## Requirements
Rewrite the records from the start through the line containing "point(559, 40)", changing "tag a point" to "mark a point" and leaving everything else unchanged.

## Entries
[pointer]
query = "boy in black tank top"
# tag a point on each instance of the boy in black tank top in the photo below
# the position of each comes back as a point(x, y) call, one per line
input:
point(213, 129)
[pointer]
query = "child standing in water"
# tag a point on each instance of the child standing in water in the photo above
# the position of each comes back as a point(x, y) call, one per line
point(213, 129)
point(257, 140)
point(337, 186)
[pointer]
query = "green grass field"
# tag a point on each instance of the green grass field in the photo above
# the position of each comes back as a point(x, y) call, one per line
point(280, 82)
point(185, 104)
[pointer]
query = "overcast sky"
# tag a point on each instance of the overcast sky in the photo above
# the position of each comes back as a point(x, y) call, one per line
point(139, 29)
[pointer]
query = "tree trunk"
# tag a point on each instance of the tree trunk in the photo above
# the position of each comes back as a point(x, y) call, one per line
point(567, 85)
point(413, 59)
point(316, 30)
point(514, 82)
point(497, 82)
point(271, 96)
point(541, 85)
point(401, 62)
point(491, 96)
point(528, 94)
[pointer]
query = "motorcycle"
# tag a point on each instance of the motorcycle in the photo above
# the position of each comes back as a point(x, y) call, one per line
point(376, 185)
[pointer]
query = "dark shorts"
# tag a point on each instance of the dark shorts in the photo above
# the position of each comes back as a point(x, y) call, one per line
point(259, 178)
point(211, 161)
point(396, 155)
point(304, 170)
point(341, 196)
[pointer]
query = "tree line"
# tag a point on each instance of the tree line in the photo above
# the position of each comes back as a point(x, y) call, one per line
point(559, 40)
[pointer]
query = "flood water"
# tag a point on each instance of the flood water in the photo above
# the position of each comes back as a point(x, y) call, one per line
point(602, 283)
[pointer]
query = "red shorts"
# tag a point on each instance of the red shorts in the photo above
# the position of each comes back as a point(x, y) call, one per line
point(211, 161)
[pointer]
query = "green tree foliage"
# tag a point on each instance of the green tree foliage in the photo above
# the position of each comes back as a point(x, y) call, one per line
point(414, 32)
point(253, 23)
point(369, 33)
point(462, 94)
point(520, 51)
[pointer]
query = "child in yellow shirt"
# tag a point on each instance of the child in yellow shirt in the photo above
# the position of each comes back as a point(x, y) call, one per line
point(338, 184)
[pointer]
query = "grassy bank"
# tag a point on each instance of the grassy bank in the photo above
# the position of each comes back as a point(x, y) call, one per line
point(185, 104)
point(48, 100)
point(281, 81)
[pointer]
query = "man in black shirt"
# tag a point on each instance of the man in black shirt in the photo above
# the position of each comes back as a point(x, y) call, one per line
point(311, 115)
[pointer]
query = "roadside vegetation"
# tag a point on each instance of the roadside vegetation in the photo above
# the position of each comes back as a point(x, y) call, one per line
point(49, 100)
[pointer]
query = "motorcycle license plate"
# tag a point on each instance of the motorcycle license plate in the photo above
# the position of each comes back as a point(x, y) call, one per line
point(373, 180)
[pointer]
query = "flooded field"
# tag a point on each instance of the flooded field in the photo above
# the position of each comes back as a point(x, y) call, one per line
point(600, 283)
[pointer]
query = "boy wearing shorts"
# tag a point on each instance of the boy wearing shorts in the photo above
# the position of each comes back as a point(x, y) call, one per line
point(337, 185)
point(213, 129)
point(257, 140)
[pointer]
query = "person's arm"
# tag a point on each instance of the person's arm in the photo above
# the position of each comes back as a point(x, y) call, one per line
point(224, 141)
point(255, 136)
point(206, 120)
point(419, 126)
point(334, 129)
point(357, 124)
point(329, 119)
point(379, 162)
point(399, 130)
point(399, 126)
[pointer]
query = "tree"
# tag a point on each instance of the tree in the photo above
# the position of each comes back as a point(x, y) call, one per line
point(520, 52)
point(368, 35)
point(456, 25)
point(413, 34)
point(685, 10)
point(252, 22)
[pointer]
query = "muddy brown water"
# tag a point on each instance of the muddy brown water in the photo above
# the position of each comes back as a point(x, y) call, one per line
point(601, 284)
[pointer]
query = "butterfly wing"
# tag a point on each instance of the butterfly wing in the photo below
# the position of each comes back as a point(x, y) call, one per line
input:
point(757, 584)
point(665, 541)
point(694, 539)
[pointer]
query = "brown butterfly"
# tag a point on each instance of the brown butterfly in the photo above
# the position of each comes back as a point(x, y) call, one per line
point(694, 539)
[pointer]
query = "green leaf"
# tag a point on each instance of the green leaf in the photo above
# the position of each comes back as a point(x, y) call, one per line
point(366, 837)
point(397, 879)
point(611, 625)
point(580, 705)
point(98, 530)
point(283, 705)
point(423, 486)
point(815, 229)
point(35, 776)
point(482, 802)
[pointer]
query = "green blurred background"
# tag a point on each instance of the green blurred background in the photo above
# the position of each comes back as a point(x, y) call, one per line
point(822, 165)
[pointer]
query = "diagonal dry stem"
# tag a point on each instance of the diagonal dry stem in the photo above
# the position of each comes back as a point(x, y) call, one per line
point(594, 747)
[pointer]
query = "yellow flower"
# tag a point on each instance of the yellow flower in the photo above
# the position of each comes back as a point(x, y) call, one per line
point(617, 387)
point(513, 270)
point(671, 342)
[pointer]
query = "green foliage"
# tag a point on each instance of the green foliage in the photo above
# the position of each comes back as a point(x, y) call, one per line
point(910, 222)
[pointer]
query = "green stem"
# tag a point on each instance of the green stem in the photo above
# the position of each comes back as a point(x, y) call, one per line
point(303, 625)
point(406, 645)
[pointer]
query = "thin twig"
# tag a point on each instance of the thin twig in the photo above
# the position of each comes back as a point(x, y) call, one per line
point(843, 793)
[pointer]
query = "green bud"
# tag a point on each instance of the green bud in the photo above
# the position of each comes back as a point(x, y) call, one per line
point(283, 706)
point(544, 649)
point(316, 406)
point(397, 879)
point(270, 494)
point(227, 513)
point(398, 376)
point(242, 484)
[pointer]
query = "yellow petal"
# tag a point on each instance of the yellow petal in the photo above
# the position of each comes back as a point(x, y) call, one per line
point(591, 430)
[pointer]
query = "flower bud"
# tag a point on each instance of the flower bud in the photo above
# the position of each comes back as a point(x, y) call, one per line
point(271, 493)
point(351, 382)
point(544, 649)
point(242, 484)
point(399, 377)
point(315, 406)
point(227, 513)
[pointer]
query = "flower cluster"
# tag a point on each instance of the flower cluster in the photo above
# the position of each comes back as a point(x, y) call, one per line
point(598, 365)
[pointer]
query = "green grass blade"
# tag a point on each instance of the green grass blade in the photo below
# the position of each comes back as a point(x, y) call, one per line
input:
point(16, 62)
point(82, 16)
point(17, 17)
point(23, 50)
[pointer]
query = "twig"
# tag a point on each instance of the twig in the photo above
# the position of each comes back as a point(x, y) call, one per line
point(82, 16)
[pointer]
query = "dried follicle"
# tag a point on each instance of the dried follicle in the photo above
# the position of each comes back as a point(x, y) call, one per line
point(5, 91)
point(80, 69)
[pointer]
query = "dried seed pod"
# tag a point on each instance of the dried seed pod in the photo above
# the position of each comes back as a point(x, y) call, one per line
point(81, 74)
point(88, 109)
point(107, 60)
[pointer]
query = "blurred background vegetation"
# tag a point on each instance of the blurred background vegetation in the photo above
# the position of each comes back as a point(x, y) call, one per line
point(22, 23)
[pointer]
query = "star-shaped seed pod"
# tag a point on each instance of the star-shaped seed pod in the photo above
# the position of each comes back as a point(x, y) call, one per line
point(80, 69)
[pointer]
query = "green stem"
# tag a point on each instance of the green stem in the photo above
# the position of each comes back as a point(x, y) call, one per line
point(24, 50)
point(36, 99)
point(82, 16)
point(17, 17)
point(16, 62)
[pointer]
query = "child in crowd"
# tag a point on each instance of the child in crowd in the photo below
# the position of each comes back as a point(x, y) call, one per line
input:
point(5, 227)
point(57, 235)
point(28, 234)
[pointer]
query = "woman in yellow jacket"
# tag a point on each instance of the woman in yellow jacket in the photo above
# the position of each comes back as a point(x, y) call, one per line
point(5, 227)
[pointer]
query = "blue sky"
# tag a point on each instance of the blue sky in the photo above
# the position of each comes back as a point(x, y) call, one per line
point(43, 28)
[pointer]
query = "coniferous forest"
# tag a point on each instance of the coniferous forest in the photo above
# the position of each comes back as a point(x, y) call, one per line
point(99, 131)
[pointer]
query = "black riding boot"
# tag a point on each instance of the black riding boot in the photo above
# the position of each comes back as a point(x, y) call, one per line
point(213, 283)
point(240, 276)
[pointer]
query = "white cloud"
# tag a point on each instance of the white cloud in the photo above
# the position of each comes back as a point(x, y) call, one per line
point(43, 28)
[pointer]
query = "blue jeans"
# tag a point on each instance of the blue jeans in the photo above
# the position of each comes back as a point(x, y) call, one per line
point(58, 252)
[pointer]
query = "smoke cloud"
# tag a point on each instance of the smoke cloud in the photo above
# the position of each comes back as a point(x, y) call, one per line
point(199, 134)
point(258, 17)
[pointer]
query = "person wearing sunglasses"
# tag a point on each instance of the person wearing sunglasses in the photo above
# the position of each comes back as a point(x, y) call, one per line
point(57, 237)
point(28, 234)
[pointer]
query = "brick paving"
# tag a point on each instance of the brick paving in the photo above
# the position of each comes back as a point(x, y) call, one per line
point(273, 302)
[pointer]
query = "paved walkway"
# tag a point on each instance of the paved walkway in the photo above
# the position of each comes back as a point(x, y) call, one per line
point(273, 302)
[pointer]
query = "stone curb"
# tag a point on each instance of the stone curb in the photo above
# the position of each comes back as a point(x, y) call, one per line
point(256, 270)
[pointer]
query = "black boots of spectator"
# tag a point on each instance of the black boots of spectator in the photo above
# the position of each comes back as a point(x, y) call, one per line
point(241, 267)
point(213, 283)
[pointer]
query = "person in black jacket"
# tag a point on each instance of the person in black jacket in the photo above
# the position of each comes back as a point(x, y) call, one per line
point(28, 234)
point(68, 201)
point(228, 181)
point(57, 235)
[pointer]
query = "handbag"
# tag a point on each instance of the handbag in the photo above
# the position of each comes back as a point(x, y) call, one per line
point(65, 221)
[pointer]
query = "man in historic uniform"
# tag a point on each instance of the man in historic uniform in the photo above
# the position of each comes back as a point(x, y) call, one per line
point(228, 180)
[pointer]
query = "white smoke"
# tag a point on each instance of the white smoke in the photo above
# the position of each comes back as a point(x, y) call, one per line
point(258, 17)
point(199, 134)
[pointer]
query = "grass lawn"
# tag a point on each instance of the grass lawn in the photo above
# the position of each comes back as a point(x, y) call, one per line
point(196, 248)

## The reply
[pointer]
query = "boy in black tank top"
# mark a point on each instance of the boy in black tank top in the photo below
# the position of each comes back as a point(x, y) call, one per line
input:
point(213, 129)
[pointer]
query = "child standing in water"
# mark a point on each instance of the child standing in water in the photo above
# the position of each comes back as a point(x, y) call, one per line
point(213, 129)
point(257, 140)
point(337, 186)
[pointer]
query = "green grass field"
# mark a point on each instance of the green grass field in the photo above
# the position of each comes back as a point(x, y) call, one per line
point(280, 82)
point(185, 104)
[pointer]
query = "overcast sky"
# mark a point on each instance of the overcast sky in the photo above
# the position of each comes back as a point(x, y) call, one per line
point(139, 29)
[pointer]
query = "tree trunk"
# mark a point on each instance of the tree trunk in the photo above
# the position of each comes back as a point(x, y) call, one per line
point(567, 85)
point(413, 59)
point(316, 30)
point(514, 82)
point(497, 82)
point(271, 96)
point(541, 85)
point(401, 62)
point(491, 96)
point(528, 94)
[pointer]
query = "motorcycle"
# mark a point on each instance of the motorcycle in the photo above
# the position of each comes back as a point(x, y) call, one per line
point(376, 185)
[pointer]
query = "dark shorts"
# mark a point on each instance of the dark shorts in the photo above
# the position of each comes back as a point(x, y) call, one per line
point(259, 178)
point(211, 161)
point(396, 155)
point(304, 170)
point(341, 196)
[pointer]
query = "tree line"
# mark a point on each instance of the tree line in the photo above
# the position of each comes back as a point(x, y) call, one per line
point(559, 40)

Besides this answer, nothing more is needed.